本文抜粋:
━━━

逆境を力に変えて
三笠小・コロナを振り返る冊子刊行
子ども見守る地域の力
さらに強まる2度目の秋
投稿日時:2021年11月19日(金)
三笠小(小島みどり校長)が、コロナ禍に見舞われた激動の日々を冊子にまとめた。困難な状況を前向きにとらえる「ピンチをチャンスに」の合言葉のもと、これまで以上に「地域力」が高まった校区では、多くの人が関わる焼きいもが今年も児童にふるまわれた。
2020年。東京オリンピックに沸き立つはずだったこの年、誰もが想像もしなかったウイルスが世の中を恐怖に陥れた。突然、環境が大きく変わった学校生活。児童はもちろん、保護者や地域の人たちも荒波に放り出されることになった。
全国一斉の臨時休校に始まり、学校再開後は感染拡大に怯える日々が始まった。
マスクの着用、手洗い消毒の徹底、換気や密を避けることなど。学習以前に取り組まねばならないことが膨大で、それまで行っていた行事なども軒並み出来なくなった。

━━━

提示資料:
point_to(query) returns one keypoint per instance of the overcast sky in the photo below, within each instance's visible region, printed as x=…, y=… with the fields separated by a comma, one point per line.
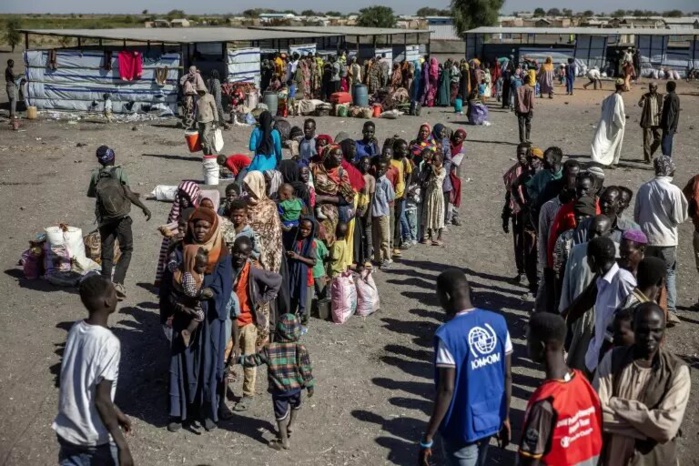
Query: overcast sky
x=400, y=6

━━━

課題:
[a] 三笠小の記事によると、困難な状況を前向きにとらえるための合言葉は何か。
[b] 三笠小の記事のうち、「三笠小(小島みどり校長)が、」の語句を含むところから始めて「に放り出されることになった。」の語句までを、一字も変えずに書き出してください。
資料は本文とは別の出典から取ったものである。

解答:
[a] 「ピンチをチャンスに」

[b]
三笠小(小島みどり校長)が、コロナ禍に見舞われた激動の日々を冊子にまとめた。困難な状況を前向きにとらえる「ピンチをチャンスに」の合言葉のもと、これまで以上に「地域力」が高まった校区では、多くの人が関わる焼きいもが今年も児童にふるまわれた。
2020年。東京オリンピックに沸き立つはずだったこの年、誰もが想像もしなかったウイルスが世の中を恐怖に陥れた。突然、環境が大きく変わった学校生活。児童はもちろん、保護者や地域の人たちも荒波に放り出されることになった。